Records for this task:

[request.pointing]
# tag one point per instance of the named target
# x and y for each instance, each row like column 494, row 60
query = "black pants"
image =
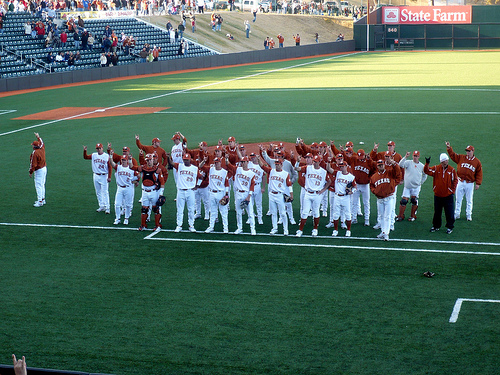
column 446, row 203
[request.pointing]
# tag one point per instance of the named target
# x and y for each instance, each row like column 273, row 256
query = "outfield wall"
column 77, row 76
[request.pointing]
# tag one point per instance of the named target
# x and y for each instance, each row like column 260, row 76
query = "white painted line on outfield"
column 458, row 306
column 6, row 111
column 205, row 240
column 182, row 91
column 262, row 235
column 326, row 113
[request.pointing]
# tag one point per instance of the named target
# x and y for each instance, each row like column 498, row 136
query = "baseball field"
column 79, row 293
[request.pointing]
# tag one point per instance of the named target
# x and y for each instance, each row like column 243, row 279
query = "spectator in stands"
column 114, row 59
column 106, row 44
column 90, row 42
column 103, row 60
column 76, row 39
column 64, row 38
column 143, row 55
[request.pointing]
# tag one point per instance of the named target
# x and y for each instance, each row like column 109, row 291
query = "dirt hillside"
column 270, row 25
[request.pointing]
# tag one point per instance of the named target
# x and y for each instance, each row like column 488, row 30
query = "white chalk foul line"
column 150, row 236
column 458, row 306
column 326, row 113
column 181, row 91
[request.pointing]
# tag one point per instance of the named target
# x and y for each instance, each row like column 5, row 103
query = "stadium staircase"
column 22, row 55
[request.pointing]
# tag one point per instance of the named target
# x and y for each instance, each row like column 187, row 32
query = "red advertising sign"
column 419, row 15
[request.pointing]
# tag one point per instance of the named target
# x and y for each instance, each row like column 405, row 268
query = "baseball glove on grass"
column 224, row 200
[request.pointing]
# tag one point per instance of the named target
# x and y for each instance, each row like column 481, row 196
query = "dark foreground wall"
column 75, row 76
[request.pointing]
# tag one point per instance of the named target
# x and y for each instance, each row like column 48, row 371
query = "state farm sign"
column 420, row 15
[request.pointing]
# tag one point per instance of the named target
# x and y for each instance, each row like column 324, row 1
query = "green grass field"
column 81, row 294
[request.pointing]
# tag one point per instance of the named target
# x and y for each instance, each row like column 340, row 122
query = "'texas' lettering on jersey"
column 277, row 178
column 468, row 166
column 382, row 181
column 362, row 169
column 243, row 177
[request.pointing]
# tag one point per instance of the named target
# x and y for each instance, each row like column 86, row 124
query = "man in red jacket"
column 445, row 182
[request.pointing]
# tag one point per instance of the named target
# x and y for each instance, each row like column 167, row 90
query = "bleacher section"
column 22, row 55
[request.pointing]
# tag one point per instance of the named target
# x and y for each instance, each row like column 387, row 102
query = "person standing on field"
column 469, row 171
column 444, row 186
column 102, row 175
column 38, row 167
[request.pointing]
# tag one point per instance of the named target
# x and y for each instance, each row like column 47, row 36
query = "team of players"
column 325, row 174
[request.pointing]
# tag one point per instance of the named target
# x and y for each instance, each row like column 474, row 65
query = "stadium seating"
column 23, row 55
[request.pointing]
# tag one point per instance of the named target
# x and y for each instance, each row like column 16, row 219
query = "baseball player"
column 469, row 171
column 244, row 186
column 188, row 178
column 279, row 185
column 363, row 168
column 102, row 175
column 177, row 152
column 155, row 147
column 125, row 178
column 218, row 187
column 414, row 179
column 316, row 182
column 345, row 183
column 383, row 185
column 38, row 166
column 255, row 167
column 153, row 185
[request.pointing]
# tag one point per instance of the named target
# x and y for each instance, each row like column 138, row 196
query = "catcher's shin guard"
column 401, row 215
column 414, row 211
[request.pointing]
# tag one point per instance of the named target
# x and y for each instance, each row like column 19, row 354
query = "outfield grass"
column 108, row 300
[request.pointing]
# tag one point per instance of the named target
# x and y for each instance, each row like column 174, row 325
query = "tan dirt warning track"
column 73, row 113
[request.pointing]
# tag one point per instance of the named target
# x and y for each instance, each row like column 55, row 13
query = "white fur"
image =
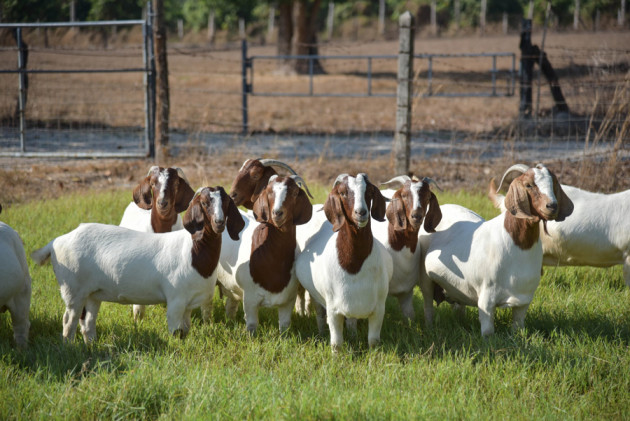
column 97, row 262
column 15, row 283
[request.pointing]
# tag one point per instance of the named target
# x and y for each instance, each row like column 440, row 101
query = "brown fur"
column 178, row 195
column 250, row 182
column 354, row 244
column 273, row 241
column 206, row 231
column 526, row 206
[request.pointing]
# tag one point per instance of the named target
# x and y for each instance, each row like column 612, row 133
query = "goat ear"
column 433, row 216
column 334, row 211
column 565, row 204
column 235, row 222
column 517, row 201
column 194, row 220
column 303, row 209
column 395, row 213
column 378, row 203
column 184, row 195
column 261, row 208
column 142, row 194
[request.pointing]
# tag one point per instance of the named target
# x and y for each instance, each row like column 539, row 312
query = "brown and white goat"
column 97, row 262
column 260, row 268
column 342, row 267
column 495, row 263
column 157, row 202
column 410, row 205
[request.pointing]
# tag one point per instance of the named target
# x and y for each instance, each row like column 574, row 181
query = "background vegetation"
column 572, row 362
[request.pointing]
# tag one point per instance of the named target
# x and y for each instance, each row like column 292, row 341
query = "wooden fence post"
column 402, row 138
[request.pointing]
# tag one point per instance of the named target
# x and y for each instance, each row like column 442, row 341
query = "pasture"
column 572, row 362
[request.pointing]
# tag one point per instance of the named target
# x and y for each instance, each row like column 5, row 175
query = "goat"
column 262, row 273
column 97, row 262
column 157, row 202
column 495, row 263
column 412, row 203
column 15, row 283
column 343, row 269
column 597, row 235
column 251, row 179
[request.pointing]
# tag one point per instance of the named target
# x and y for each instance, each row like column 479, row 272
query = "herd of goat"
column 343, row 257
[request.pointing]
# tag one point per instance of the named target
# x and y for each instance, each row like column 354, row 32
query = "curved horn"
column 397, row 181
column 339, row 178
column 300, row 182
column 180, row 172
column 520, row 168
column 430, row 182
column 273, row 162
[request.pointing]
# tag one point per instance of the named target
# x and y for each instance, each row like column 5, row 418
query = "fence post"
column 402, row 137
column 22, row 85
column 245, row 89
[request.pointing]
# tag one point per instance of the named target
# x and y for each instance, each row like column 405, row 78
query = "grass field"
column 572, row 362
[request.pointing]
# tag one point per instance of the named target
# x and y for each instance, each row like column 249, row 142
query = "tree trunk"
column 161, row 69
column 285, row 34
column 306, row 40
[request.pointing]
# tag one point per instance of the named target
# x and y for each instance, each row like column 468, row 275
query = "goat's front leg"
column 518, row 316
column 88, row 323
column 335, row 323
column 486, row 306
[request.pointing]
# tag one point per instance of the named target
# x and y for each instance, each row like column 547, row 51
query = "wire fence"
column 206, row 92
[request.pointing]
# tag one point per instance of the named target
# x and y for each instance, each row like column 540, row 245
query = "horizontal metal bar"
column 130, row 70
column 72, row 24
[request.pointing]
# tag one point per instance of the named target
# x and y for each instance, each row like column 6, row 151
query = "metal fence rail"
column 147, row 70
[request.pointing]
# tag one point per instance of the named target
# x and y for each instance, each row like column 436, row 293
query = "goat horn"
column 276, row 163
column 430, row 182
column 339, row 179
column 300, row 182
column 520, row 168
column 398, row 180
column 180, row 172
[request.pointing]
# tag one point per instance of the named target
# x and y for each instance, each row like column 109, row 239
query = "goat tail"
column 43, row 254
column 498, row 200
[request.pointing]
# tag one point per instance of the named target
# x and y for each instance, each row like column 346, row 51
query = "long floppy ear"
column 184, row 195
column 142, row 194
column 261, row 208
column 334, row 211
column 517, row 201
column 433, row 216
column 378, row 203
column 194, row 220
column 396, row 214
column 235, row 222
column 303, row 209
column 565, row 205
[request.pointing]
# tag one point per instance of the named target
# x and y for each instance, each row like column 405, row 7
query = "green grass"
column 572, row 362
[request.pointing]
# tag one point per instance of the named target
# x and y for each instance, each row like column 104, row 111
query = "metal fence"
column 67, row 108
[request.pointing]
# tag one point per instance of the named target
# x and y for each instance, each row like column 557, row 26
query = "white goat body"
column 338, row 270
column 15, row 283
column 97, row 262
column 493, row 263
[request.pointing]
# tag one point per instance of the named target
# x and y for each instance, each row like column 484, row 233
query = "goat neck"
column 272, row 256
column 354, row 245
column 206, row 251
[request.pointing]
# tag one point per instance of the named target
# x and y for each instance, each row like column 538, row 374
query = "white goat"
column 495, row 263
column 250, row 181
column 262, row 273
column 412, row 203
column 97, row 262
column 343, row 269
column 157, row 202
column 597, row 234
column 15, row 283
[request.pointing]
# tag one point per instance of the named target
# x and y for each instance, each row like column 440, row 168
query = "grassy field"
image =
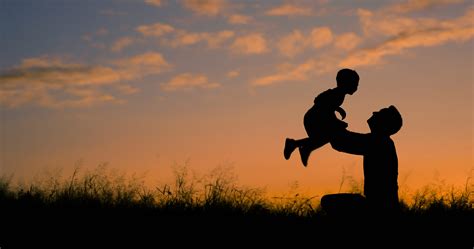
column 87, row 205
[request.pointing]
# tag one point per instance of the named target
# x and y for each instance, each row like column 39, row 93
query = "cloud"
column 187, row 81
column 416, row 5
column 233, row 73
column 292, row 44
column 156, row 29
column 206, row 7
column 250, row 44
column 289, row 10
column 53, row 82
column 296, row 42
column 110, row 12
column 321, row 36
column 347, row 41
column 157, row 3
column 239, row 19
column 121, row 43
column 300, row 72
column 426, row 34
column 213, row 40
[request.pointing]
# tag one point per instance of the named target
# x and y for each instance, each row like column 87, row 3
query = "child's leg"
column 292, row 144
column 307, row 145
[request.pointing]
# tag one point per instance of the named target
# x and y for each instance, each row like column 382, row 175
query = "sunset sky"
column 148, row 84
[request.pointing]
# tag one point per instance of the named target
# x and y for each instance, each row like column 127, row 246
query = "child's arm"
column 341, row 111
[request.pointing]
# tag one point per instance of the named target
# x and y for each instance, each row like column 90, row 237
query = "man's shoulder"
column 327, row 94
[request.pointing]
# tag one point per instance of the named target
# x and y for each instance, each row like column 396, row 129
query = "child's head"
column 348, row 80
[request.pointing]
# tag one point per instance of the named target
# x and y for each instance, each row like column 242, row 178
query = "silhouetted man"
column 380, row 157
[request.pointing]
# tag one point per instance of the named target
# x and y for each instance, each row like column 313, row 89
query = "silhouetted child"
column 320, row 120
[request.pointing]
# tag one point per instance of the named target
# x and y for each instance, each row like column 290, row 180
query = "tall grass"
column 214, row 194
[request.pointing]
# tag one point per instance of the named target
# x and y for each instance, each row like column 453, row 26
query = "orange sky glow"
column 145, row 85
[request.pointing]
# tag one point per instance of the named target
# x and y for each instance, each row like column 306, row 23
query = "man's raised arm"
column 350, row 142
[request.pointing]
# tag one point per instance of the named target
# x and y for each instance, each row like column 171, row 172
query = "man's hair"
column 347, row 76
column 395, row 120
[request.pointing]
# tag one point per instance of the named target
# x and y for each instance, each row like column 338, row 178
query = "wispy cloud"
column 56, row 83
column 250, row 44
column 239, row 19
column 426, row 33
column 289, row 10
column 233, row 73
column 156, row 29
column 347, row 41
column 417, row 5
column 110, row 12
column 122, row 43
column 294, row 73
column 206, row 7
column 188, row 81
column 292, row 44
column 156, row 3
column 296, row 42
column 213, row 40
column 321, row 36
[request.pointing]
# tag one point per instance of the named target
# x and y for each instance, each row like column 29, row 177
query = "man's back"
column 381, row 171
column 380, row 164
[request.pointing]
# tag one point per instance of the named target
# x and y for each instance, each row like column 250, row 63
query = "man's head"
column 348, row 80
column 387, row 121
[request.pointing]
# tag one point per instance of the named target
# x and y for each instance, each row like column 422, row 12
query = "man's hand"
column 342, row 112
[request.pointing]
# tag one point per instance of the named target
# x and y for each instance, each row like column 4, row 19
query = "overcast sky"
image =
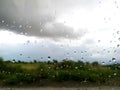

What you have to do: Render the material above as a numbered list, from its first line through the line holding "column 270, row 25", both included. Omit any blank lines and leave the pictures out.

Output below:
1. [request.pointing]
2. # tag one point per instance of the named target
3. # x and y for each instance, each row like column 494, row 60
4. query = "black pants"
5. image =
6. column 446, row 203
7. [request.pointing]
8. # tag one point per instance of the named target
9. # x and y for each instance, each row like column 273, row 256
10. query = "outfield wall"
11. column 77, row 76
12. [request.pointing]
13. # tag one point per instance of the named target
14. # x and y for each instance, each row like column 260, row 76
15. query = "white painted line on outfield"
16. column 458, row 306
17. column 6, row 111
18. column 205, row 240
19. column 182, row 91
20. column 262, row 235
21. column 326, row 113
22. [request.pointing]
23. # tag one point per instance of the named target
24. # x and y for each instance, each row like column 498, row 136
25. query = "baseball field"
26. column 79, row 293
27. [request.pointing]
28. # tag one point per instance of the named target
29. # x and y for each instance, each row like column 243, row 279
30. query = "spectator in stands"
31. column 114, row 59
32. column 106, row 44
33. column 90, row 42
34. column 103, row 60
35. column 76, row 39
36. column 64, row 38
37. column 143, row 55
38. [request.pointing]
39. # tag one point per instance of the named target
40. # x and y for each instance, each row like column 109, row 291
41. query = "dirt hillside"
42. column 270, row 25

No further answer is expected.